▶ _Requirements_: Copy every line of the records below, leaving each character unchanged.

▶ _Provided entries_:
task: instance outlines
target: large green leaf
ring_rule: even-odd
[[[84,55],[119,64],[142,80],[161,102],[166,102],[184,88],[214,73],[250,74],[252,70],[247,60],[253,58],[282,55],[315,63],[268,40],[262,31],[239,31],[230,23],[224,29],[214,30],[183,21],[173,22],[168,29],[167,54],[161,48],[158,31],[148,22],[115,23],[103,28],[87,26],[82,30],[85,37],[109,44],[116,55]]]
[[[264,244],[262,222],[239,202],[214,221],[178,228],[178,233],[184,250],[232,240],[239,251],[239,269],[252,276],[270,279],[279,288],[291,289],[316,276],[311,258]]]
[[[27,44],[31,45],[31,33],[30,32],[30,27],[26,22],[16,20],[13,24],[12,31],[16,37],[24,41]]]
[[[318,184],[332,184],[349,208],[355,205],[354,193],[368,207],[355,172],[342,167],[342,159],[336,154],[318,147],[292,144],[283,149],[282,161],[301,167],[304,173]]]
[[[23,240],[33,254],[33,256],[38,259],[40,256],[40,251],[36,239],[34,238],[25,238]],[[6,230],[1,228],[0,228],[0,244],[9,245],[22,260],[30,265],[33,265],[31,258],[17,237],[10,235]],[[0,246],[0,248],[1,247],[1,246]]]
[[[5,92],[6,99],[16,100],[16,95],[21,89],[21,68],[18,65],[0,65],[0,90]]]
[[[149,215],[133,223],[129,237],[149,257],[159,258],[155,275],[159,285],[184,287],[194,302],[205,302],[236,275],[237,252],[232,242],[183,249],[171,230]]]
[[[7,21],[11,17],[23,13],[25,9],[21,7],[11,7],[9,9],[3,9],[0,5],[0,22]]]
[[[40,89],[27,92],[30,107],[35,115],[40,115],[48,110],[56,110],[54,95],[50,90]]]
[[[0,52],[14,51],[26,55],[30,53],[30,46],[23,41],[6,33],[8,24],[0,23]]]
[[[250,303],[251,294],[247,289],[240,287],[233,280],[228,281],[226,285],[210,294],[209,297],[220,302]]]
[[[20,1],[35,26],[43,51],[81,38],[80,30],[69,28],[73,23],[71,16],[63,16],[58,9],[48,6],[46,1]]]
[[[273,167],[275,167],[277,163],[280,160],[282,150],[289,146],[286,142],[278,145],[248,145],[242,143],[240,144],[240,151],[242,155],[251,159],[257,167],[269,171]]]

▶ _Response to the exercise_:
task: instance outlines
target: large green leaf
ring_rule: even-odd
[[[84,55],[119,64],[142,80],[161,102],[166,102],[184,88],[214,73],[250,74],[252,70],[247,60],[253,58],[282,55],[315,63],[268,40],[262,31],[239,31],[230,23],[224,29],[214,30],[183,21],[173,22],[168,29],[167,54],[161,48],[158,31],[148,22],[115,23],[103,28],[87,26],[82,30],[85,37],[109,44],[116,55]]]
[[[264,244],[262,222],[239,202],[214,221],[178,228],[178,233],[184,250],[232,240],[239,251],[239,269],[252,276],[270,279],[279,288],[291,289],[316,276],[311,258]]]
[[[27,44],[31,45],[31,33],[30,32],[30,27],[26,22],[16,20],[13,24],[12,31],[16,37],[24,41]]]
[[[318,184],[332,184],[349,208],[355,205],[354,193],[368,207],[355,172],[342,167],[342,159],[336,154],[318,147],[292,144],[283,149],[282,161],[301,167],[304,173]]]
[[[23,240],[33,254],[33,256],[38,259],[40,256],[40,251],[36,239],[34,238],[25,238]],[[6,230],[1,228],[0,228],[0,244],[9,245],[22,260],[30,265],[33,265],[31,258],[17,237],[10,235]],[[0,246],[0,248],[1,247],[1,246]]]
[[[5,92],[6,99],[16,100],[16,95],[21,89],[21,68],[18,65],[0,65],[0,90]]]
[[[149,215],[133,223],[129,237],[149,257],[159,258],[155,275],[159,285],[184,287],[194,302],[205,302],[236,275],[237,252],[232,242],[183,249],[171,230]]]
[[[7,21],[11,17],[23,13],[25,9],[21,7],[11,7],[9,9],[3,9],[0,5],[0,22]]]
[[[40,89],[27,92],[30,107],[35,115],[40,115],[48,110],[56,110],[54,95],[50,90]]]
[[[0,52],[14,51],[26,55],[30,53],[30,46],[23,41],[6,33],[8,24],[0,23]]]
[[[250,303],[251,294],[247,289],[240,287],[233,280],[228,281],[226,285],[210,294],[209,297],[220,302]]]
[[[20,1],[35,26],[43,51],[81,38],[80,30],[69,28],[73,23],[71,16],[63,16],[58,9],[48,6],[46,1]]]
[[[273,167],[275,167],[277,163],[280,160],[282,150],[289,146],[286,142],[278,145],[248,145],[242,143],[240,144],[240,151],[242,155],[251,159],[257,167],[269,171]]]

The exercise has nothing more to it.